• **TEKS SUMBER**
○ ○ ○
Terkait Kriminalisasi Wartawan, Kapolri Diminta Copot Kapolda Sumbar
Teropongnusa.com,
Padang - Pelaksanaan Hari Pers
Nasional di Kota Padang, Sumatera Barat yang dihadiri langsung Presiden
Republik Indonesia Joko Widodo dan sejumlah menteri kabinet termasuk Kepala
Kepolisian Republik Indonesia Tito Karnavian, rupanya tidak memberi pencerahan
bagi aparat penyidik Polda Sumatera Barat untuk menyelesaikan sengketa pers
sesuai UU No.40 tahun 1999 tentang Pers.
Wartawan Koran Jejak News
Ismail Novendra hingga kini tetap saja diproses sebagai tersangka dengan
tuduhan pencemaran nama baik dan penghinaan terkait berita yang dimuatnya di
koran Jejak News pada (28/8) tahun lalu.
“Untuk itu kami dengan tegas
meminta Kapolri segera mencopot Inspektur Jenderal Polisi Fakhrizal dari
jabatan sebagai Kapolda Sumbar,” tandas Ketua Umum DPP Serikat Pers Republik
Indonesia Heintje Mandagie dalam siaran persnya. Kapolda Sumbar, menurut
Mandagi, memiliki conflict of interest terkait kasus ini karena ikut disebut
dan dikaitkan dalam pemberitaan koran Jejak News yang diliput Ismail Novendra.
Mandagi juga menegaskan, dalam
menangani kasus ini oknum penyidiknya bertindak tidak profesional karena
menggunakan pasal pidana penghinaan dan pencemaran nama baik terhadap sebuah
karya jurnalistik yang dihasilkan Ismail Novendra.
○ ○ ○
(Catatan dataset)
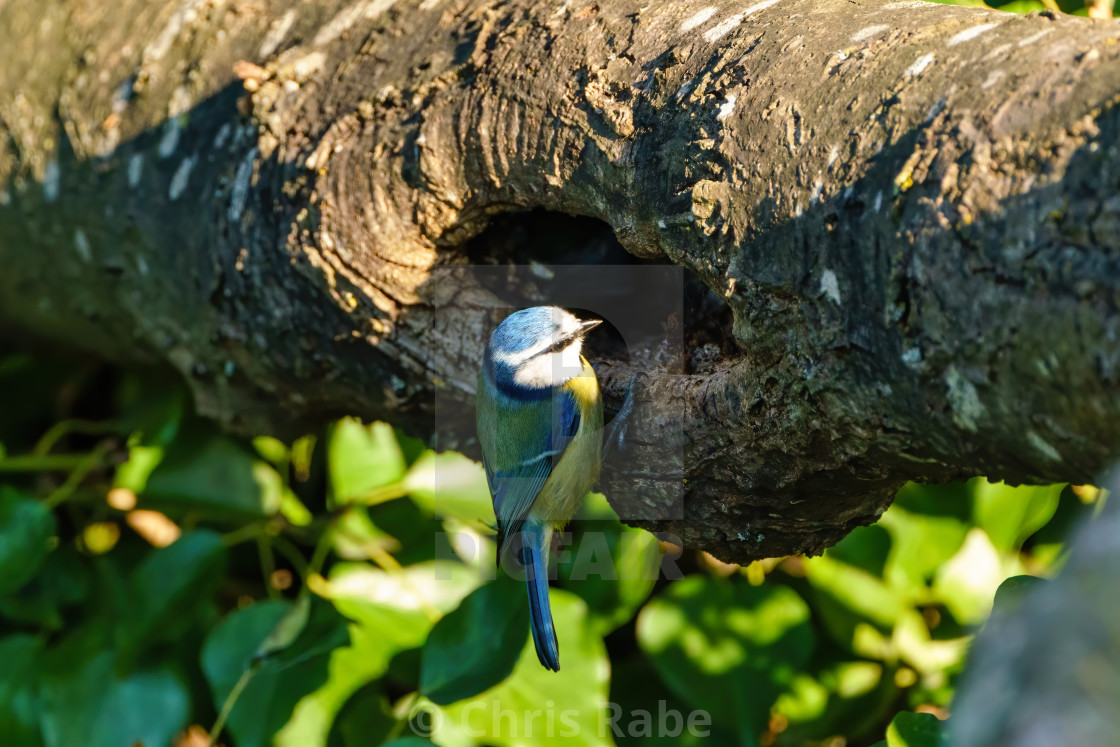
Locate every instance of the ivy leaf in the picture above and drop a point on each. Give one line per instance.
(26, 528)
(911, 729)
(268, 700)
(477, 645)
(20, 707)
(167, 585)
(726, 646)
(361, 458)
○ ○ ○
• **DAFTAR TUGAS**
A. Ganti "pencemaran nama baik" dengan "fitnah" pada bagian berita tentang kriminalisasi wartawan, mulai dari "Wartawan Koran Jejak" sampai dengan "dihasilkan Ismail Novendra.", lalu tuliskan bagian itu.
B. Dalam berita tentang kriminalisasi wartawan, siapa yang diminta untuk dicopot dari jabatan Kapolda Sumbar?
C. Teruskan berita tentang kriminalisasi wartawan itu, dimulai setelah kalimat terakhirnya.

• **JAWABAN**
A.
Wartawan Koran Jejak News
Ismail Novendra hingga kini tetap saja diproses sebagai tersangka dengan
tuduhan fitnah dan penghinaan terkait berita yang dimuatnya di
koran Jejak News pada (28/8) tahun lalu.
“Untuk itu kami dengan tegas
meminta Kapolri segera mencopot Inspektur Jenderal Polisi Fakhrizal dari
jabatan sebagai Kapolda Sumbar,” tandas Ketua Umum DPP Serikat Pers Republik
Indonesia Heintje Mandagie dalam siaran persnya. Kapolda Sumbar, menurut
Mandagi, memiliki conflict of interest terkait kasus ini karena ikut disebut
dan dikaitkan dalam pemberitaan koran Jejak News yang diliput Ismail Novendra.
Mandagi juga menegaskan, dalam
menangani kasus ini oknum penyidiknya bertindak tidak profesional karena
menggunakan pasal pidana penghinaan dan fitnah terhadap sebuah
karya jurnalistik yang dihasilkan Ismail Novendra.

B. Inspektur Jenderal Polisi Fakhrizal.

C.
Seharusnya Kapolda bisa
memerintahkan penyidik menggunakan pasal-pasal di dalam UU Pers yang mengatur
tentang hak jawab, hak koreksi, dan kewajiban koreksi dalam menangani sengketa
pemberitaan pers, sehingga korban pemberitaan, dalam hal ini pimpinan PT Bone
Mitra Abadi dapat menggunakan hak jawab di koran Jejak News untuk
mengklarifikasi kasus yang dituduhkan kepadanya.
Lebih jauh dikatakan, Kapolda
Sumbar tidak mengindahkan sama sekali Nota Kesepahaman antara Dewan Pers dan
Kapolri terkait penanganan pengaduan perkara pemberitaan pers, karena penetapan
Ismail Novendra sebagai tersangka pasti diketahui Kapolda karena ada aksi unjuk
rasa penolakan keras dari wartawan rekan-rekan sejawat Novendra.
DPP SPRI menilai, Nota
Kesepahaman antara Dewan Pers dan Kapolri tersebut memang tidak memiliki dasar
hukum, terlebih kesepahaman tersebut dibuat antara Kapolri dengan Dewan Pers
namun bukan dengan Jaksa Agung. Sehingga pada prakteknya Nota Kesepahaman
tersebut tidak berjalan sesuai harapan, dan justeru pada prakteknya wartawan
sering dikriminalisasi terkait pemberitaan pers.
Sementara itu, Dewan Pers
sebagai lembaga yang dilahirkan oleh UU Pers dengan tujuan untuk mengembangkan
kemerdekaan pers justeru tidak berbuat apa-apa ketika Ismail Novendra terancam
dipidana. Surat permohonan bantuan yang dilayangkan Ismail kepada Dewan Pers
agar dirinya tidak dipidana terkait pemberitaan hanya dijawab Dewan Pers dengan
surat yang berisi penjelasan dan saran. Tidak ada tindakan bantuan dari Dewan
Pers untuk menghentikan upaya penyidik Polda Sumbar mempidanakan karya
jurnalistik yang dibuat Ismail Novendra, padahal dalam kasus ini kemerdekaan
pers jelas-jelas tercederai.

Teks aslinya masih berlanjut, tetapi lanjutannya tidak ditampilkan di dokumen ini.